▶ _Testo fornito_
-------

Cronaca

Anche gli stranieri in Italia non fanno più figli: dal 2012 nascite in calo costante. “Senza un welfare ad hoc la tendenza non si invertirà”

Negli ultimi dieci anni il tasso di natalità delle persone straniere in Italia è diminuito costantemente. E con le politiche attuali non saranno loro a salvare il Paese dall’inverno demografico. A certificarlo è il 29esimo rapporto annuale sulle migrazioni della fondazione Ismu (Iniziative studi sulla multietnicità), che ha preso in esame dati aggiornati al 1° gennaio 2023. Il quadro è quello di un fenomeno migratorio che si stabilizza, con 5 milioni 775mila stranieri presenti nel complesso, in calo rispetto allo stesso periodo dell’anno precedente ma con 110mila residenti in più e 48mila irregolari in meno. Il report ha analizzato l’evoluzione dei flussi in Italia considerando diversi profili, tra cui l’occupazione (molti migranti sono a rischio povertà anche se hanno un lavoro), il welfare (troppo poco mirato per essere efficace) e le prospettive generazionali di chi arriva giovane nel nostro Paese, con più difficoltà a studiare o a cercare lavoro. Il dato più evidente è che, malgrado la percezione, le nascite straniere si vanno sempre più ad allineare verso il basso a quelle italiane. “Ci siamo illusi che la fecondità degli stranieri fosse altissima, ora sappiamo che non è così”, dice a ilfattoquotidiano.it Livia Elisa Ortensi, responsabile statistica di Ismu.

-------

▶ _Dati forniti_
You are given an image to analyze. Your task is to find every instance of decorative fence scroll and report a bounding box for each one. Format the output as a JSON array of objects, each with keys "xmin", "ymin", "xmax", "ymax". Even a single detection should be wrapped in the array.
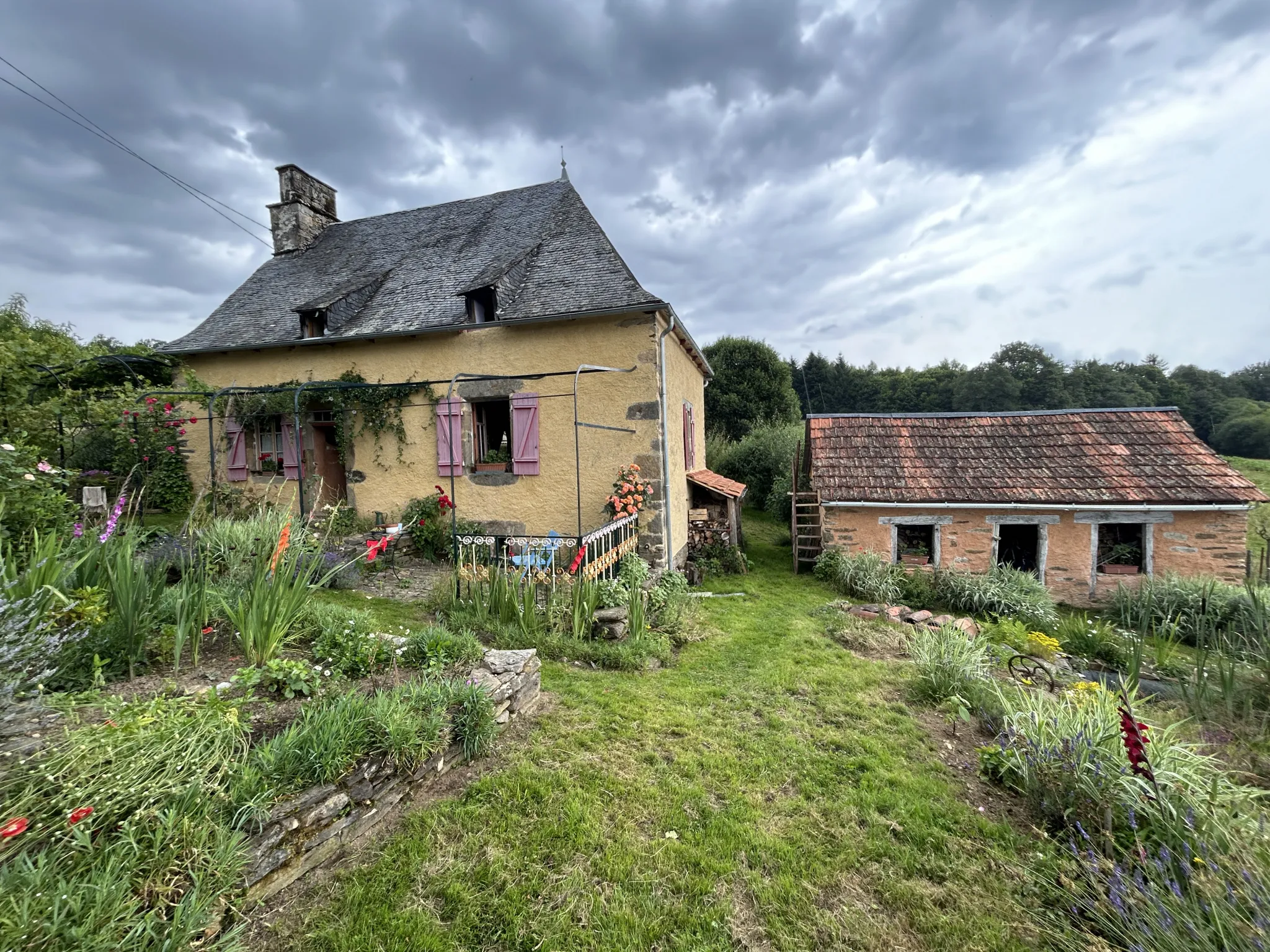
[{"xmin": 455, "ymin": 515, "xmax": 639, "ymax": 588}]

-------

▶ _Consegna_
Puoi riscrivere come elenco puntato il paragrafo dell'articolo che comincia con «Negli ultimi dieci anni», mantenendone i fatti principali?

▶ _Svolgimento_
- Negli ultimi dieci anni il tasso di natalità delle persone straniere in Italia è diminuito costantemente. Con le politiche attuali non saranno loro a salvare il Paese dall'inverno demografico.
- La fonte è il 29esimo rapporto annuale sulle migrazioni della fondazione Ismu (Iniziative studi sulla multietnicità), con dati aggiornati al 1° gennaio 2023.
- Il fenomeno migratorio si sta stabilizzando. Gli stranieri presenti sono 5 milioni 775mila, in calo rispetto allo stesso periodo dell'anno precedente. I residenti sono però 110mila in più e gli irregolari 48mila in meno.
- Il rapporto ha esaminato diversi profili:
  - l'occupazione: molti migranti sono a rischio povertà anche se lavorano;
  - il welfare: è troppo poco mirato per essere efficace;
  - le prospettive generazionali di chi arriva giovane: ha più difficoltà a studiare o a cercare lavoro.
- Il dato più evidente è che, malgrado la percezione, le nascite straniere si allineano sempre più verso il basso a quelle italiane.
- Livia Elisa Ortensi, responsabile statistica di Ismu, ha dichiarato a ilfattoquotidiano.it: «Ci siamo illusi che la fecondità degli stranieri fosse altissima, ora sappiamo che non è così».